--- SHORT PROBLEM ---
In all the rows below, change every "Your masks, with thanks" to "Here are the masks" and leave everything else unchanged.

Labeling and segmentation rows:
---*---
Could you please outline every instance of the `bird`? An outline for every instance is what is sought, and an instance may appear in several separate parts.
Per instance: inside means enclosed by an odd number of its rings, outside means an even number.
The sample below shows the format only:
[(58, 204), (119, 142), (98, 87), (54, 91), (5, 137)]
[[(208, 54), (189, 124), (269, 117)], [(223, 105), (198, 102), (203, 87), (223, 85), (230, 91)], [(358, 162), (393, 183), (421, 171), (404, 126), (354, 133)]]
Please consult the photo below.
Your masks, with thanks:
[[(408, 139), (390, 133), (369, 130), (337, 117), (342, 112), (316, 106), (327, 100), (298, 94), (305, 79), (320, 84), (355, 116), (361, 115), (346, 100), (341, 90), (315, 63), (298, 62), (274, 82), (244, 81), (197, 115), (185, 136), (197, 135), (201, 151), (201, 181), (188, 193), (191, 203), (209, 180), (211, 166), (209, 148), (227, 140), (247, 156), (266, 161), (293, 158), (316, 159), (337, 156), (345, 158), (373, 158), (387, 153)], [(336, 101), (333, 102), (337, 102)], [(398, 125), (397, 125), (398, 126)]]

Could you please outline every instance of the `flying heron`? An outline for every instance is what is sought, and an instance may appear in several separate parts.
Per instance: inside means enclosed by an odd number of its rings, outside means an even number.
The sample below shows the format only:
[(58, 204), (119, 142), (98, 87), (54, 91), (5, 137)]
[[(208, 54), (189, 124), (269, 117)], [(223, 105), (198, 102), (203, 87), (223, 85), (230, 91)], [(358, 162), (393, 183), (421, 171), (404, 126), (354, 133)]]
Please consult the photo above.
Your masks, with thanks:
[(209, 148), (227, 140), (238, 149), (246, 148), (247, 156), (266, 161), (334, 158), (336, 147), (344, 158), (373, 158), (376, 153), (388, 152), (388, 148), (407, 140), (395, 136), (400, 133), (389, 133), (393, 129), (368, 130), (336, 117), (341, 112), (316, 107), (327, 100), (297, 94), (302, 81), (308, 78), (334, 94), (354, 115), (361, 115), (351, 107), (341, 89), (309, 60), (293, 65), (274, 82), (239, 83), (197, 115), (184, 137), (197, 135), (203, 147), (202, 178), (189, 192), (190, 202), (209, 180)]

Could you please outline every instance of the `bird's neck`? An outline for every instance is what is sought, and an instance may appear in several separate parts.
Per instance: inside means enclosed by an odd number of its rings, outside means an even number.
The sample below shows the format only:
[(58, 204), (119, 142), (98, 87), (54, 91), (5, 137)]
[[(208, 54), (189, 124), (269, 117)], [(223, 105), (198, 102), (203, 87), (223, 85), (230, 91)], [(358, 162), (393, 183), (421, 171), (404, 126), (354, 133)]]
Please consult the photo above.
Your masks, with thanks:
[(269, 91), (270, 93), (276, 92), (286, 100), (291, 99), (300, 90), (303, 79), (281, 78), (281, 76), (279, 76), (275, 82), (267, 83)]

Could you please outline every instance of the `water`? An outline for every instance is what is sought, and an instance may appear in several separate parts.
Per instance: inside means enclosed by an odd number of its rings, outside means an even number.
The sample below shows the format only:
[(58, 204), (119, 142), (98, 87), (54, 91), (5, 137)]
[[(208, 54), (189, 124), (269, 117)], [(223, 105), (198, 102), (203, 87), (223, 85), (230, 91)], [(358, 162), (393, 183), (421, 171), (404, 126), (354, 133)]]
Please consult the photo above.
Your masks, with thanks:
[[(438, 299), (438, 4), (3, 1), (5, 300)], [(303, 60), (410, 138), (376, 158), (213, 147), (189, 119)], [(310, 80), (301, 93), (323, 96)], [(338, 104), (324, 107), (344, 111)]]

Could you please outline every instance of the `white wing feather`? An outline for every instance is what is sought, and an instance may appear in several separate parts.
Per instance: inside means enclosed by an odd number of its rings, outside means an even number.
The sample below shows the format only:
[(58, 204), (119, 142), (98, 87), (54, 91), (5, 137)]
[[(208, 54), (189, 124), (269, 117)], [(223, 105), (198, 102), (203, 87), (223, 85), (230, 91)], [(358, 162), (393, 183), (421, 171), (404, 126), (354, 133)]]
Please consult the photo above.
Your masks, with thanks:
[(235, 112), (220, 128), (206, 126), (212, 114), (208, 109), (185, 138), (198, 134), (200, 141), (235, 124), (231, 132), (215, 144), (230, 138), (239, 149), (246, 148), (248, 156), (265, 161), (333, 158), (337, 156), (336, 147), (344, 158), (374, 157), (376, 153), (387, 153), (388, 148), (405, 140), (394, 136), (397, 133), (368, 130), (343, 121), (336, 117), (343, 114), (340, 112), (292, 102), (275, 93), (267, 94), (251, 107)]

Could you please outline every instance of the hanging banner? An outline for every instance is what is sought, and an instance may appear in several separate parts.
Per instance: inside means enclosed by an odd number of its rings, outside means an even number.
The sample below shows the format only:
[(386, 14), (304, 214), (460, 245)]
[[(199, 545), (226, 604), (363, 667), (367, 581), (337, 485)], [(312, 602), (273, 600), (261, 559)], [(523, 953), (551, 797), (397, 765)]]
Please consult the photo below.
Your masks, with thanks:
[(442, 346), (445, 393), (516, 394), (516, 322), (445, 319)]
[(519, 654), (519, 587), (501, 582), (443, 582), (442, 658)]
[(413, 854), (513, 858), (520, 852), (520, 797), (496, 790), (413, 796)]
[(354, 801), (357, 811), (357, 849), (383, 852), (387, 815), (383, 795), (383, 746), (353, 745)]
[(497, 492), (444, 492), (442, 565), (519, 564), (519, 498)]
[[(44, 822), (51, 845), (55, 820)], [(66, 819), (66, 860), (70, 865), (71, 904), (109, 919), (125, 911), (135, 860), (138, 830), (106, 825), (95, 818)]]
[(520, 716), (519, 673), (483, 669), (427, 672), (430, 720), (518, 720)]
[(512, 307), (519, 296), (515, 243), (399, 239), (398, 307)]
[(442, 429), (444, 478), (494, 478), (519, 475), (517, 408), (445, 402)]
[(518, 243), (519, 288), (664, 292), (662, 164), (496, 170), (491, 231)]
---*---
--- ANSWER ---
Could you please outline every instance of the `bird`? An outline for every instance is what is sought, and an instance may appear in several separate parts.
Per instance: inside means enclosed by an odd number of its rings, outside means an even number.
The sample below shows the format only:
[(58, 204), (119, 142), (98, 87), (54, 91), (5, 137)]
[[(208, 54), (189, 124), (269, 117)], [(223, 105), (198, 102), (203, 87), (223, 85), (230, 91)], [(358, 162), (393, 183), (421, 171), (404, 126), (354, 133)]]
Please consult the photo below.
Here are the masks:
[[(408, 139), (390, 133), (369, 130), (337, 117), (342, 112), (316, 106), (327, 100), (298, 94), (305, 79), (320, 84), (355, 116), (361, 115), (346, 100), (341, 90), (315, 63), (298, 62), (274, 82), (244, 81), (197, 115), (185, 136), (197, 135), (201, 151), (201, 181), (188, 193), (191, 203), (209, 180), (211, 166), (209, 148), (227, 140), (247, 156), (266, 161), (293, 158), (316, 159), (337, 156), (345, 158), (373, 158), (387, 153)], [(336, 101), (333, 102), (337, 102)], [(398, 125), (397, 125), (398, 126)]]

Could you please outline every instance of the `flying heron`? An outline for every instance is what is sought, and an instance may appear in several separate parts.
Per instance: inside means enclosed by an odd number of its rings, outside means an even number.
The sample below shows the format only:
[(58, 204), (119, 142), (98, 87), (54, 91), (5, 137)]
[[(208, 54), (189, 124), (269, 117)], [(223, 105), (198, 102), (203, 87), (223, 85), (230, 91)], [(358, 162), (393, 183), (421, 171), (404, 126), (354, 133)]]
Please consult the photo above.
Here are the masks:
[(209, 148), (227, 140), (238, 149), (246, 148), (247, 156), (266, 161), (334, 158), (336, 147), (344, 158), (373, 158), (376, 153), (388, 152), (388, 148), (407, 140), (395, 136), (400, 133), (389, 133), (393, 129), (368, 130), (336, 117), (341, 112), (316, 107), (327, 100), (297, 94), (302, 81), (308, 78), (334, 94), (354, 115), (361, 115), (351, 107), (341, 89), (309, 60), (293, 65), (274, 82), (239, 83), (197, 115), (184, 137), (197, 135), (203, 147), (202, 178), (189, 192), (190, 202), (209, 180)]

Could you please outline every instance of the `bird's neck`? An outline for every instance is what is sought, and an instance may appear in several separate parts.
Per instance: inside means enclosed by an odd number of its rings, outside means an even number.
The sample below shows the format only:
[(58, 204), (119, 142), (98, 87), (54, 91), (5, 137)]
[[(208, 54), (189, 124), (269, 117)], [(223, 105), (198, 102), (203, 87), (223, 85), (230, 91)], [(358, 162), (393, 183), (421, 171), (404, 126), (354, 133)]]
Please consult the photo above.
Here are the masks:
[(269, 91), (270, 93), (276, 92), (286, 100), (291, 99), (300, 90), (303, 79), (281, 78), (281, 76), (279, 76), (275, 82), (267, 83)]

Could you please outline every instance of the `water`? An outline for every instance is what is sought, and an instance may appear in several separate parts.
Per instance: inside means enclosed by an odd number of its rings, outside means an even number.
The sample below shows the format only:
[(58, 204), (119, 142), (98, 87), (54, 91), (5, 137)]
[[(208, 54), (189, 124), (269, 117)], [(223, 105), (198, 102), (203, 87), (223, 85), (230, 91)], [(358, 162), (393, 183), (421, 171), (404, 126), (354, 133)]]
Please consult the photo above.
Here are the masks:
[[(438, 299), (438, 4), (3, 1), (5, 300)], [(303, 60), (410, 138), (376, 158), (213, 147), (189, 119)], [(310, 80), (301, 93), (323, 96)], [(338, 104), (324, 107), (344, 111)]]

Could you please outline every instance of the `white wing feather`? An outline for every instance is what is sought, and an instance may appear in several separate parts.
Per instance: inside means enclosed by an odd number of its rings, outside means an even number.
The sample below shows the format only:
[(58, 204), (119, 142), (98, 87), (54, 91), (5, 137)]
[[(208, 54), (189, 124), (269, 117)], [(223, 105), (198, 102), (203, 87), (223, 85), (230, 91)], [(358, 162), (393, 183), (421, 171), (404, 126), (354, 133)]]
Please consult the photo above.
Here are the masks:
[(235, 112), (220, 128), (206, 126), (212, 114), (208, 109), (185, 138), (198, 134), (200, 141), (235, 124), (231, 132), (215, 144), (230, 138), (239, 149), (246, 148), (248, 156), (265, 161), (333, 158), (337, 156), (336, 147), (344, 158), (374, 157), (376, 153), (387, 153), (388, 148), (405, 140), (394, 136), (397, 133), (368, 130), (343, 121), (336, 117), (343, 114), (340, 112), (292, 102), (275, 93), (267, 94), (251, 107)]

Could you please outline every instance of the hanging banner? An outline for every instance is what is sought, and an instance may appear in several separate parts.
Per instance: inside means enclosed by an odd number of its rings, outside means an even number.
The sample below shows the format only:
[(386, 14), (304, 214), (460, 245)]
[[(199, 545), (226, 604), (363, 667), (367, 581), (337, 485)], [(312, 602), (273, 600), (261, 559)], [(523, 953), (551, 797), (397, 765)]]
Please consult the photo below.
Here are the masks:
[(442, 346), (445, 393), (516, 394), (516, 322), (445, 319)]
[(519, 654), (519, 587), (501, 582), (443, 582), (442, 658)]
[(413, 854), (513, 858), (520, 852), (520, 797), (496, 790), (413, 796)]
[(354, 801), (357, 811), (357, 849), (383, 852), (387, 815), (383, 795), (383, 746), (353, 745)]
[(497, 492), (444, 492), (442, 565), (519, 564), (519, 498)]
[[(44, 822), (51, 845), (55, 820)], [(66, 819), (66, 860), (70, 865), (71, 904), (109, 919), (125, 911), (135, 860), (138, 830), (106, 825), (95, 818)]]
[(520, 716), (519, 673), (483, 669), (427, 672), (430, 720), (518, 720)]
[(512, 307), (519, 296), (515, 243), (399, 239), (398, 307)]
[(442, 429), (444, 478), (494, 478), (519, 475), (517, 408), (445, 402)]
[(518, 243), (519, 288), (664, 292), (662, 164), (496, 170), (491, 231)]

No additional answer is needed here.